:: Dataset records

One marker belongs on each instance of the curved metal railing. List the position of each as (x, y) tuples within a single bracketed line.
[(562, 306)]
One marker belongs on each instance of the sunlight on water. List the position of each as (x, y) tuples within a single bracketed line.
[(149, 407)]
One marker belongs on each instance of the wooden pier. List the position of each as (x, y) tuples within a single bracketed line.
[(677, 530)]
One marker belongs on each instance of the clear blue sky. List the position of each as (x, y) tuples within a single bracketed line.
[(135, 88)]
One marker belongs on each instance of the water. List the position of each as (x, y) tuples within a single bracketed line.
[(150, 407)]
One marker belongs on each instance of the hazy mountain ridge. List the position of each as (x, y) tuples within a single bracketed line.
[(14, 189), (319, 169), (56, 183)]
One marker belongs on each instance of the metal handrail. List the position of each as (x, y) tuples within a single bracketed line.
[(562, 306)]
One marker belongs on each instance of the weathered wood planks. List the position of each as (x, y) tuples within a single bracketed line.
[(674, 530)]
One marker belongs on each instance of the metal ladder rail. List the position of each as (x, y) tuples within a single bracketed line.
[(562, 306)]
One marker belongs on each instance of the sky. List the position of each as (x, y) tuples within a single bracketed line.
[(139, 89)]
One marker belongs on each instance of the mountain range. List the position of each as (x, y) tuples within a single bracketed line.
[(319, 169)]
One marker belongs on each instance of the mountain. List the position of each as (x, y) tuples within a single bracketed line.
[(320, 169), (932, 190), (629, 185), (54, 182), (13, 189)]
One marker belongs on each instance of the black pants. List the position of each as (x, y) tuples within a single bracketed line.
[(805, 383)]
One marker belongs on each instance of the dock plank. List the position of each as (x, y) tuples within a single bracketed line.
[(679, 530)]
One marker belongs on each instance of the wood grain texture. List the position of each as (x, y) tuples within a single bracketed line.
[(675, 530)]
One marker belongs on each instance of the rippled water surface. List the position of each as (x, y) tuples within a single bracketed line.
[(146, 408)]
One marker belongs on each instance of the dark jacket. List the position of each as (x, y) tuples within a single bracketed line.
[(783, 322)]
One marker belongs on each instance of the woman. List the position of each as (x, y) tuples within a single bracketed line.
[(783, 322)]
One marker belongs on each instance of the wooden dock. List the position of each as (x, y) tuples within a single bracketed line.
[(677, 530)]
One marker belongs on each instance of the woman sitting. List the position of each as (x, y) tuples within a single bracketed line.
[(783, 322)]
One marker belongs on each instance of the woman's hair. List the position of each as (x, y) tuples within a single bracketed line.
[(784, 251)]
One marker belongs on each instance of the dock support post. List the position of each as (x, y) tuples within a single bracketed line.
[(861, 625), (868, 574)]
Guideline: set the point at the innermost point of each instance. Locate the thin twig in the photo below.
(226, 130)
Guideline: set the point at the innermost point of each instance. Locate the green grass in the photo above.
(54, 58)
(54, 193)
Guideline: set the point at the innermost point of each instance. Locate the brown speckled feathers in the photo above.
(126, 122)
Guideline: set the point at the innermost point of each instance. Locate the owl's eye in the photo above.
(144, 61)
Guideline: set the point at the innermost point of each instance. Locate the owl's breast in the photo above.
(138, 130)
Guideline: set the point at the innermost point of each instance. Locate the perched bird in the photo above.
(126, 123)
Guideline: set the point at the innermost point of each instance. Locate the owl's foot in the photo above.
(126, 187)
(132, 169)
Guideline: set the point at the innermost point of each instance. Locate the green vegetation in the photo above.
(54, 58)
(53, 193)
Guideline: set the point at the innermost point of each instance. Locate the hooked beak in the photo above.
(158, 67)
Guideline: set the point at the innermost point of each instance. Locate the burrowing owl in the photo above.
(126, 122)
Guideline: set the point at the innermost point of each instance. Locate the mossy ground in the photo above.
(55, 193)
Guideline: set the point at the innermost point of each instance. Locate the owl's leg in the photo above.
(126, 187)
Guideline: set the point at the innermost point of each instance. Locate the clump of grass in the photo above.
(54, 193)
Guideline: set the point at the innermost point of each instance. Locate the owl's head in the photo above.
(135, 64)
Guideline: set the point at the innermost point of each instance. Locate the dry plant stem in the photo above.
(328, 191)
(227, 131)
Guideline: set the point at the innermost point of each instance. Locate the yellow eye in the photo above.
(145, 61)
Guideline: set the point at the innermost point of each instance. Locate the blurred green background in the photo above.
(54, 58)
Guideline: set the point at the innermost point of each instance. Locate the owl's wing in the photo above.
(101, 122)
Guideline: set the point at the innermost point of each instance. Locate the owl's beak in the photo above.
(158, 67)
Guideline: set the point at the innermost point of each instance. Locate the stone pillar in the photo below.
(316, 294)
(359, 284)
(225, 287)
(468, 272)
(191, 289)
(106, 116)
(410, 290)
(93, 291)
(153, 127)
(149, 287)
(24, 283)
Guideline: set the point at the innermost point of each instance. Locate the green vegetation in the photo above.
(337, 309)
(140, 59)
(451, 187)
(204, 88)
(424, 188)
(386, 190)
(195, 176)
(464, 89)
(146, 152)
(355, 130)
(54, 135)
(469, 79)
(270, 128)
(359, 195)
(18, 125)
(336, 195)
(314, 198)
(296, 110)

::::

Short exercise
Give every line of the listing above as a Markdown table with the columns n and Line, numbering the rows and leaving out blank lines.

Expected output
| n | Line |
|---|---|
| 1 | One marker belongs on each instance of the curved metal railing. List the position of each as (x, y) tuples within a single bracketed line. |
| 2 | [(562, 306)] |
| 3 | One marker belongs on each instance of the sunlight on water. List the position of each as (x, y) tuples within a single bracketed line. |
| 4 | [(149, 407)] |
| 5 | One marker belongs on each instance of the wooden pier. List the position of each as (x, y) tuples within a single bracketed line. |
| 6 | [(677, 530)] |
| 7 | One marker belongs on each instance of the clear blue sky. List the position of each as (x, y) tuples within a single bracketed line. |
| 8 | [(135, 88)] |
| 9 | One marker belongs on each instance of the water. List the position of each as (x, y) tuples within a single bracketed line. |
| 10 | [(150, 407)] |
| 11 | One marker belongs on each instance of the hazy mountain ridge. List the position of each as (x, y) tuples within a single bracketed line. |
| 12 | [(14, 189), (319, 169), (56, 183)] |
| 13 | One marker belongs on each instance of the metal handrail. List the position of each as (x, y) tuples within a single bracketed line. |
| 14 | [(562, 306)] |
| 15 | One marker belongs on each instance of the weathered wood planks. List the position of each as (x, y) tuples within a single bracketed line. |
| 16 | [(674, 530)] |
| 17 | One marker belongs on each instance of the metal ladder rail. List the position of each as (x, y) tuples within a single bracketed line. |
| 18 | [(562, 306)] |
| 19 | One marker belongs on each instance of the sky. List the position of each as (x, y) tuples within a single bracketed line. |
| 20 | [(139, 89)] |
| 21 | One marker belongs on each instance of the mountain range. List the position of each as (x, y) tuples within a single bracketed line. |
| 22 | [(319, 169)] |
| 23 | One marker belongs on each instance of the mountain. List the position of each as (x, y) tuples within a single bracketed line. |
| 24 | [(320, 169), (932, 190), (629, 185), (54, 182), (13, 189)] |
| 25 | One marker belongs on each instance of the black pants. List the position of each as (x, y) tuples within a single bracketed line. |
| 26 | [(805, 383)] |
| 27 | One marker belongs on each instance of the dock plank. List the position of each as (x, y) tuples within a single bracketed line. |
| 28 | [(679, 530)] |
| 29 | One marker belongs on each instance of the wood grain texture. List the position of each as (x, y) tuples within a single bracketed line. |
| 30 | [(675, 530)] |
| 31 | One marker belongs on each instance of the rippled water surface. List the position of each as (x, y) tuples within a single bracketed line. |
| 32 | [(146, 408)] |
| 33 | One marker belongs on each instance of the dark jacket. List the position of each as (x, y) tuples within a single bracketed line. |
| 34 | [(783, 322)] |
| 35 | One marker belongs on each instance of the woman. List the position of each as (x, y) tuples within a single bracketed line. |
| 36 | [(783, 322)] |
| 37 | One marker belongs on each instance of the wooden dock. List the position of each as (x, y) tuples within a single bracketed line. |
| 38 | [(677, 530)] |
| 39 | One marker belongs on each instance of the woman sitting. List the position of each as (x, y) tuples within a single bracketed line. |
| 40 | [(783, 322)] |
| 41 | One marker belongs on each instance of the woman's hair. List the position of each as (x, y) tuples within a single bracketed line. |
| 42 | [(784, 251)] |
| 43 | One marker belongs on each instance of the dock support post. List the position of each as (x, y) tuples within a single bracketed line. |
| 44 | [(861, 625), (868, 574)] |
| 45 | Guideline: set the point at the innermost point of each instance. Locate the thin twig in the photo below. |
| 46 | (226, 130) |
| 47 | Guideline: set the point at the innermost point of each instance. Locate the green grass in the photo above. |
| 48 | (54, 58) |
| 49 | (54, 193) |
| 50 | Guideline: set the point at the innermost point of each instance. Locate the brown speckled feathers in the photo above. |
| 51 | (126, 122) |
| 52 | Guideline: set the point at the innermost point of each instance. Locate the owl's eye in the photo above. |
| 53 | (144, 61) |
| 54 | Guideline: set the point at the innermost point of each instance. Locate the owl's breast in the photo above. |
| 55 | (138, 130) |
| 56 | Guideline: set the point at the innermost point of each instance. Locate the perched bird in the photo above. |
| 57 | (126, 123) |
| 58 | Guideline: set the point at the innermost point of each instance. Locate the owl's foot in the photo above. |
| 59 | (126, 187) |
| 60 | (132, 169) |
| 61 | Guideline: set the point at the innermost point of each instance. Locate the green vegetation in the photo above. |
| 62 | (54, 58) |
| 63 | (53, 193) |
| 64 | Guideline: set the point at the innermost point of each instance. Locate the hooked beak in the photo above. |
| 65 | (158, 67) |
| 66 | Guideline: set the point at the innermost point of each instance. Locate the burrowing owl in the photo above. |
| 67 | (126, 122) |
| 68 | Guideline: set the point at the innermost point of each instance. Locate the mossy ground in the photo above. |
| 69 | (55, 193) |
| 70 | Guideline: set the point at the innermost point of each instance. Locate the owl's leg in the photo above. |
| 71 | (126, 187) |
| 72 | Guideline: set the point at the innermost point of each instance. Locate the clump of grass in the photo above. |
| 73 | (54, 193) |
| 74 | Guideline: set the point at the innermost point of each instance. Locate the owl's head in the photo above. |
| 75 | (135, 64) |
| 76 | Guideline: set the point at the innermost point of each instance. Locate the dry plant stem in the photo above. |
| 77 | (328, 191) |
| 78 | (227, 131) |
| 79 | Guideline: set the point at the innermost point of each instance. Locate the yellow eye in the photo above. |
| 80 | (145, 61) |
| 81 | Guideline: set the point at the innermost point of each instance. Locate the blurred green background in the photo above. |
| 82 | (54, 58) |
| 83 | Guideline: set the point at the innermost point of each instance. Locate the owl's wing in the photo above. |
| 84 | (101, 122) |
| 85 | Guideline: set the point at the innermost point of each instance. Locate the owl's beak in the photo above. |
| 86 | (158, 67) |
| 87 | Guideline: set the point at the innermost point of each instance. Locate the stone pillar in the photo below. |
| 88 | (316, 294) |
| 89 | (359, 284) |
| 90 | (225, 287) |
| 91 | (468, 272) |
| 92 | (191, 289) |
| 93 | (106, 116) |
| 94 | (410, 290) |
| 95 | (93, 291) |
| 96 | (153, 127) |
| 97 | (149, 287) |
| 98 | (24, 283) |
| 99 | Guideline: set the point at the innermost point of each instance. Locate the green vegetation in the photo above. |
| 100 | (337, 309) |
| 101 | (140, 59) |
| 102 | (451, 187) |
| 103 | (204, 88) |
| 104 | (424, 188) |
| 105 | (386, 190) |
| 106 | (195, 176) |
| 107 | (464, 89) |
| 108 | (146, 152) |
| 109 | (355, 130) |
| 110 | (54, 135) |
| 111 | (469, 79) |
| 112 | (270, 128) |
| 113 | (359, 195) |
| 114 | (18, 125) |
| 115 | (336, 195) |
| 116 | (314, 198) |
| 117 | (296, 110) |